Exercise requirements:
1. List every timeout setting mentioned in the thread on Varnish behind ELB, giving the value for each one where the thread states it.
2. Continue the thread on Varnish behind ELB from the point where it stops.

Provided passage:
────────
Random "Data not received" with Varnish behind ELB

Wed Oct 22 18:59:55 CEST 2014

At 2014-10-22T12:23-0400, Greg Taylor wrote:
> We managed to find what appears to be one of these failed requests:
> 2014-10-22T15:47:56.092374Z littlepeople [1]68.115.251.182:45368 - -1
> -1 -1 408 0 0 0 "GET [2]http://littlepeople.pathwright.com:80/
> HTTP/1.1"

What does varnishlog show at this point?
If you don't see anything from varnishlog during a broken request, I
would break out tshark to dump packets on the varnish box. Also check to
see if the logs (or packets) when Chrome connects are different from
when Firefox connects. It could be something like SPDY not interacting
properly with some aspect of the system.

> Says request timeout. I've got my ELB timeout set to 6 seconds, and
> varnish's default idle_timeout is 10s. I have also added this:

What's the backend webserver timeout?
────────
Given entries:
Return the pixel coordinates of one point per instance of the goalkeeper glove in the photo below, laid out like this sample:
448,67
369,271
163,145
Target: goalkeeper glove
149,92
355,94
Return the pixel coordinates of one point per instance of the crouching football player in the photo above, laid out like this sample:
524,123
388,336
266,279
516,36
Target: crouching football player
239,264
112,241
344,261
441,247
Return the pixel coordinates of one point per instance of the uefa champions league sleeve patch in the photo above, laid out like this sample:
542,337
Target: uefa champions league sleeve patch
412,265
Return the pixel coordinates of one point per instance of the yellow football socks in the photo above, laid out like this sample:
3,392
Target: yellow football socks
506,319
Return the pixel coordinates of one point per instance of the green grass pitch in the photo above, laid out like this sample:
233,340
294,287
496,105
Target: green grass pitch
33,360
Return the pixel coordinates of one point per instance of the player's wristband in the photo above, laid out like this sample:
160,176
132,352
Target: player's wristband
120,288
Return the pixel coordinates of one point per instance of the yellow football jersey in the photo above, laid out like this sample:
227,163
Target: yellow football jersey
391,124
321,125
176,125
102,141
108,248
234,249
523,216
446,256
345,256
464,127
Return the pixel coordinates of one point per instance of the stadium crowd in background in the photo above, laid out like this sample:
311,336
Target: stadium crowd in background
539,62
────────
Task-by-task answers:
1.
- ELB timeout: 6 seconds
- Varnish's default idle_timeout: 10s
- Backend webserver timeout: no value given

2.
What happens if you set them all to have the same timeout?

Given the generosity of your other timeouts, why is connect_timeout only
1 second? Especially combined with forcing all backend connections to be
closed, this seems like a prime candidate for errors.

Can you post a gist of "varnishstat -1"?

On the ELB monitoring page, what do the statistics look like?
Especially for the following:
* Surge Queue Length
* Spillover Count
* Backend Connection Errors
* Average Latency (tells you how close you're coming to those timeouts)

You might find this useful reading:
http://reinvent.kinvey.com/h/i/6206548-key-aws-elb-monitoring-metrics

>    sub vcl_pipe {
>      # Don't re-use backend connections.
>      set bereq.http.Connection = "close";
>    }

Don't do this. Re-opening connections is expensive.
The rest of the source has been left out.